What you will do — Lay out every line of the entries below as a numbered list, leaving out any blank lines.

· · · ·

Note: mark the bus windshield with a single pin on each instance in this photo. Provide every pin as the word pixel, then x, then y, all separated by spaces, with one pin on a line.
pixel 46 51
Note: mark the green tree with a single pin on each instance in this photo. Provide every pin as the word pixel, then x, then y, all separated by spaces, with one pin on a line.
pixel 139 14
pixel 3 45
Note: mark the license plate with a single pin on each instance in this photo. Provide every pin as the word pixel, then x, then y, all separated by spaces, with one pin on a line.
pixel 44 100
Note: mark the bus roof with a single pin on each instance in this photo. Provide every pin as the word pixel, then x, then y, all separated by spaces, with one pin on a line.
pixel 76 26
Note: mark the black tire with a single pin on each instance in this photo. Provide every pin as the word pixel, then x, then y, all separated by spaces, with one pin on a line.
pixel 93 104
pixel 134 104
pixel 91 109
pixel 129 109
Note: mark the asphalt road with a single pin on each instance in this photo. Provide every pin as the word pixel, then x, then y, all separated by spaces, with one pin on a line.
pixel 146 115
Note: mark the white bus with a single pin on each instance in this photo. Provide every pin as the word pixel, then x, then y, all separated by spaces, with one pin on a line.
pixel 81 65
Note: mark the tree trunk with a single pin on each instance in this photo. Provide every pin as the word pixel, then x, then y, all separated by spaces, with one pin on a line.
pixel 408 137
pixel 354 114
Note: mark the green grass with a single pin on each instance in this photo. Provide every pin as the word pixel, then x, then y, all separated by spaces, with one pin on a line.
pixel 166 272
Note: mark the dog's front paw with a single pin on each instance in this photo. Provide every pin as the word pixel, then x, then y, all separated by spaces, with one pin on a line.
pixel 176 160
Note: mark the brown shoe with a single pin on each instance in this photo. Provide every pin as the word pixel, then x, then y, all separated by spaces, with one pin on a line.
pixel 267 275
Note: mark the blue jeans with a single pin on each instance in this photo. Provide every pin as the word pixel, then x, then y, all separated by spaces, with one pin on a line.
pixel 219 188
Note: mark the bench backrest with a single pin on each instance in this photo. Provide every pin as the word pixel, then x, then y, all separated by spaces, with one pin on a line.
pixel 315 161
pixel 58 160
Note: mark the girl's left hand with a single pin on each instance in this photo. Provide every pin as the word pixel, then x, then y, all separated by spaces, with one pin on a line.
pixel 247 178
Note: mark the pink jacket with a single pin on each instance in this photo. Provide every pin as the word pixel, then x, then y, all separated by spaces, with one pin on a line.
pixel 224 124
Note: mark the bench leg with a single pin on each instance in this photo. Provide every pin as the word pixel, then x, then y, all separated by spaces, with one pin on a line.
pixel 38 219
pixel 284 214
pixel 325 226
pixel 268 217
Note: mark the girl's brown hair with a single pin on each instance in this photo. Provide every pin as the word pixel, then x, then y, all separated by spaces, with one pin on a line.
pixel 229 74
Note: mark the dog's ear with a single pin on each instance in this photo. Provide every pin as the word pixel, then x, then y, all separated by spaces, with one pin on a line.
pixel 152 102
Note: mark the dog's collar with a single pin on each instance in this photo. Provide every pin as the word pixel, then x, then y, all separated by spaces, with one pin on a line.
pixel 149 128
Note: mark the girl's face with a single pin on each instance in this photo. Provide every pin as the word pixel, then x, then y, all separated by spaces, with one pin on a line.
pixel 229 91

· · · ·

Completed task —
1. Note: mark the bus windshield with a single pin on each instance in this photo. Provide every pin as the word pixel, then x, then y, all separated by spaces, with one pin on a line.
2. pixel 46 51
3. Note: mark the green tree with a single pin on each instance in this photo. Provide every pin as the word pixel, then x, then y, all separated by spaces, with one pin on a line.
4. pixel 139 14
5. pixel 3 45
6. Note: mark the license plate with a single pin on each instance in this photo. Provide every pin as the word pixel, then x, then y, all separated by spaces, with one pin on a line.
7. pixel 44 100
8. Note: mark the bus roof with a single pin on each instance in this photo. Provide every pin as the word pixel, then x, then y, all separated by spaces, with one pin on a line.
9. pixel 76 26
10. Note: mark the black tire with a single pin on each instance in this photo. Provide every pin as the word pixel, then x, then y, all separated by spaces, with one pin on a line.
11. pixel 93 104
12. pixel 134 104
13. pixel 91 109
14. pixel 129 109
15. Note: mark the asphalt road with a single pin on each instance in this photo. Provide every pin as the word pixel, then x, then y, all separated by spaces, with one pin on a line.
16. pixel 146 115
17. Note: mark the white bus with a single pin on each instance in this photo. Provide every pin as the word pixel, then x, then y, all separated by spaces, with one pin on a line.
18. pixel 81 65
19. Note: mark the tree trunk with a single pin on each instance in this photo. Provide every pin as the word pixel, then x, then y, all separated by spaces, with one pin on a line.
20. pixel 408 137
21. pixel 354 114
22. Note: mark the green grass with a single pin on each instance in this photo. Provide every pin as the word pixel, then x, then y, all separated by spaces, with one pin on a line.
23. pixel 166 272
24. Note: mark the dog's front paw with a single pin on each instance in this photo. Provide every pin as the word pixel, then x, then y, all separated by spaces, with one pin on a line.
25. pixel 176 160
26. Note: mark the brown shoe with a single pin on each instance in this photo. Provide every pin as the word pixel, then x, then y, all separated by spaces, with one pin on a line.
27. pixel 267 275
28. Note: mark the blue jeans with a single pin on each instance in this photo. Provide every pin as the word pixel, then x, then y, all separated by spaces, with one pin on a line.
29. pixel 219 188
30. Note: mark the bench backrest with a single pin on each instance in this photo. Provide every pin as the word pixel, then x, then y, all separated by spaces, with one pin on a line.
31. pixel 315 161
32. pixel 58 160
33. Note: mark the girl's left hand with a single pin on each instance in this photo. Provide every pin as the word pixel, then x, then y, all separated by spaces, with one pin on a line.
34. pixel 247 178
35. Note: mark the pink jacket with a single pin on each instance in this photo. Provide every pin as the word pixel, then x, then y, all separated by spaces, with one pin on a line.
36. pixel 224 124
37. Note: mark the bench leg with a single pin on each instance in this photo. Provide every pin as the word pixel, then x, then y, all separated by spaces, with one pin on a line.
38. pixel 38 219
39. pixel 284 214
40. pixel 325 226
41. pixel 268 217
42. Note: mark the girl's brown hair with a single pin on each instance in this photo. Provide every pin as the word pixel, then x, then y, all separated by spaces, with one pin on a line.
43. pixel 229 74
44. Note: mark the dog's ear with a single pin on each instance in this photo. Provide every pin as the word pixel, then x, then y, all separated by spaces, with one pin on a line.
45. pixel 152 102
46. Note: mark the dog's collar with a single pin on each instance in this photo. Provide every pin as the word pixel, then x, then y, all separated by spaces, with one pin on a line.
47. pixel 149 128
48. Note: mark the girl's face with a single pin on each instance in this photo. Provide every pin as the word pixel, then x, then y, all separated by spaces, with one pin on a line.
49. pixel 229 91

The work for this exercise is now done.